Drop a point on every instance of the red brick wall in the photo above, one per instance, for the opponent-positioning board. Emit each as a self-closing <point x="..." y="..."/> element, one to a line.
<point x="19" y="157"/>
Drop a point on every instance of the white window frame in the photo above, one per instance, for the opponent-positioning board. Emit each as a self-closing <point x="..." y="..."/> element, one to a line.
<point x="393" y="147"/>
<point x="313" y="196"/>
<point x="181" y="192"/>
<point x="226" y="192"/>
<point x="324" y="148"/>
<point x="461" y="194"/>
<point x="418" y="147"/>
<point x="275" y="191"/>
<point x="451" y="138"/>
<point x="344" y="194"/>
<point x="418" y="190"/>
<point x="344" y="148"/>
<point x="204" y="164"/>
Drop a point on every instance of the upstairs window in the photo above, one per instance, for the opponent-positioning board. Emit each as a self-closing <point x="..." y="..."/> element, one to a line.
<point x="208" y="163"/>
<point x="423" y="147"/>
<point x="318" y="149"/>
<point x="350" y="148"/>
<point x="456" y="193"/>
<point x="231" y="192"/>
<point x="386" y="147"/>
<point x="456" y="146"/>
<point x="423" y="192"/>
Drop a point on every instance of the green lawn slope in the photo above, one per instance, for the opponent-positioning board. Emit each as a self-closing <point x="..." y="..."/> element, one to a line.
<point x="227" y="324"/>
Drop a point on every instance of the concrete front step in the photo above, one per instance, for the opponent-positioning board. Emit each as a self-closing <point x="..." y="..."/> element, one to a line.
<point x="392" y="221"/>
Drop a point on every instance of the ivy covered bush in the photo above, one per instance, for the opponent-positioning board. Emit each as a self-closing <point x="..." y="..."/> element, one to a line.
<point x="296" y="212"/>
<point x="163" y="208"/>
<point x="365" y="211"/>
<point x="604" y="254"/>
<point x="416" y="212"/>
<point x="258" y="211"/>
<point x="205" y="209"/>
•••••
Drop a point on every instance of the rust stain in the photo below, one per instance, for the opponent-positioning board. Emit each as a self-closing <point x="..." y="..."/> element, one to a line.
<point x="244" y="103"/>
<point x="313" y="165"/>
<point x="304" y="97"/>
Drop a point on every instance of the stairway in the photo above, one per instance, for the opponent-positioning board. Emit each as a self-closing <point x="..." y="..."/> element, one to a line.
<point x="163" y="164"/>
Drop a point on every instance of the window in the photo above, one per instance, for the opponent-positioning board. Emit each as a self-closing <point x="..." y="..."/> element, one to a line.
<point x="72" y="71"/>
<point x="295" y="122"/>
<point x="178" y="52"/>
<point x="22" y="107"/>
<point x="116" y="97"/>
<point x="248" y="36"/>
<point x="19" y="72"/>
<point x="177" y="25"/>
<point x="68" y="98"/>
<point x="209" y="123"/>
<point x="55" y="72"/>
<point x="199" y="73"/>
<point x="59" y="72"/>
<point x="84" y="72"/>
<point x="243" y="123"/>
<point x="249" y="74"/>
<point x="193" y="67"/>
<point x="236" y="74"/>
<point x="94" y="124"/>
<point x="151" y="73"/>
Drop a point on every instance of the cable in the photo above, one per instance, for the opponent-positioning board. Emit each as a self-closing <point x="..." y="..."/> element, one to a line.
•••••
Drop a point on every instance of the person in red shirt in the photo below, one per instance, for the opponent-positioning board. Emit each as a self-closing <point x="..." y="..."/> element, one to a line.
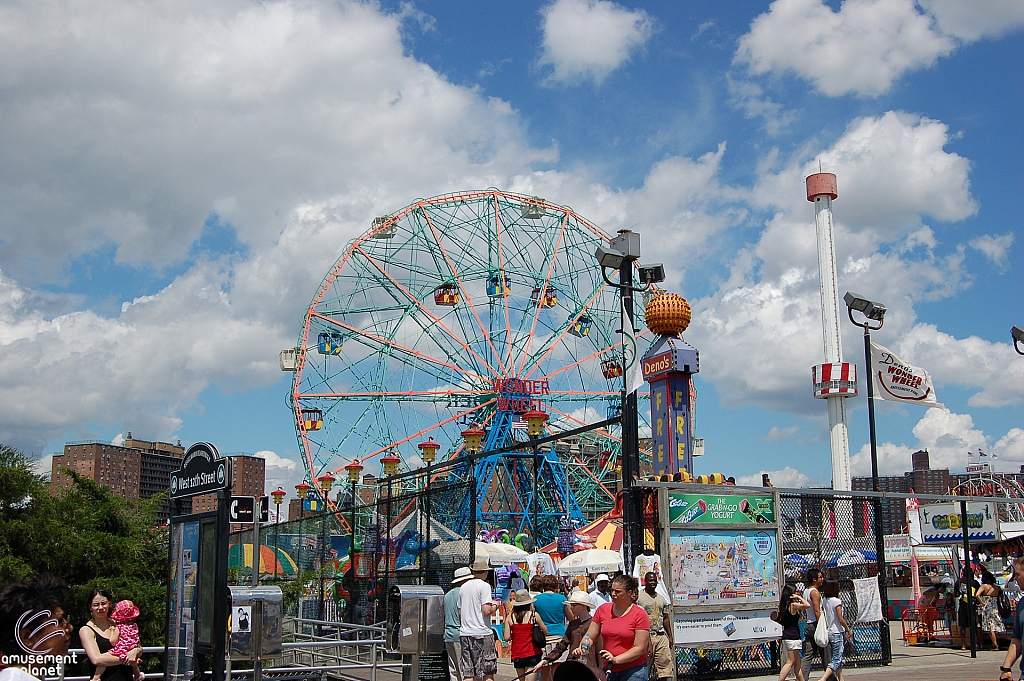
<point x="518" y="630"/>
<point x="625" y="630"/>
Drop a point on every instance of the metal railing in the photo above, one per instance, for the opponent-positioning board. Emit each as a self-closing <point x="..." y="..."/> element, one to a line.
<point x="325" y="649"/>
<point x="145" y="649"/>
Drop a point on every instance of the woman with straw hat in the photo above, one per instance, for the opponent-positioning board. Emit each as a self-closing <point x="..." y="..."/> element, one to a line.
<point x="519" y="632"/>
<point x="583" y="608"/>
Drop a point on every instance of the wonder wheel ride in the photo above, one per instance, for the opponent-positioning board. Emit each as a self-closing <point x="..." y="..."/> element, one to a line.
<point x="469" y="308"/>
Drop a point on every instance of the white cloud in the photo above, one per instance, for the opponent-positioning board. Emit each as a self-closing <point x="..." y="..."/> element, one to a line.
•••••
(Stated goal): Rewrite the lines from the line with "Drop a point on every instance of the window" up to and including the line with "Drop a point on every instance of the cable", putting "scouting board" in place of "opponent-positioning board" and keeping everything else the same.

(Written response):
Drop a point on every instance of the window in the photo above, one per instance, for the scouting board. Emit each as a self-closing <point x="..." y="..."/> element, one to a line.
<point x="72" y="71"/>
<point x="295" y="122"/>
<point x="178" y="52"/>
<point x="22" y="107"/>
<point x="116" y="97"/>
<point x="248" y="36"/>
<point x="19" y="72"/>
<point x="177" y="25"/>
<point x="68" y="98"/>
<point x="209" y="123"/>
<point x="55" y="72"/>
<point x="199" y="73"/>
<point x="59" y="72"/>
<point x="84" y="72"/>
<point x="243" y="123"/>
<point x="249" y="74"/>
<point x="193" y="67"/>
<point x="236" y="74"/>
<point x="94" y="124"/>
<point x="151" y="73"/>
Drop a point on every instance of the cable in the photo above, one per instance, for the scouting board. Emit each as a self-closing <point x="..." y="..."/> element, one to a line.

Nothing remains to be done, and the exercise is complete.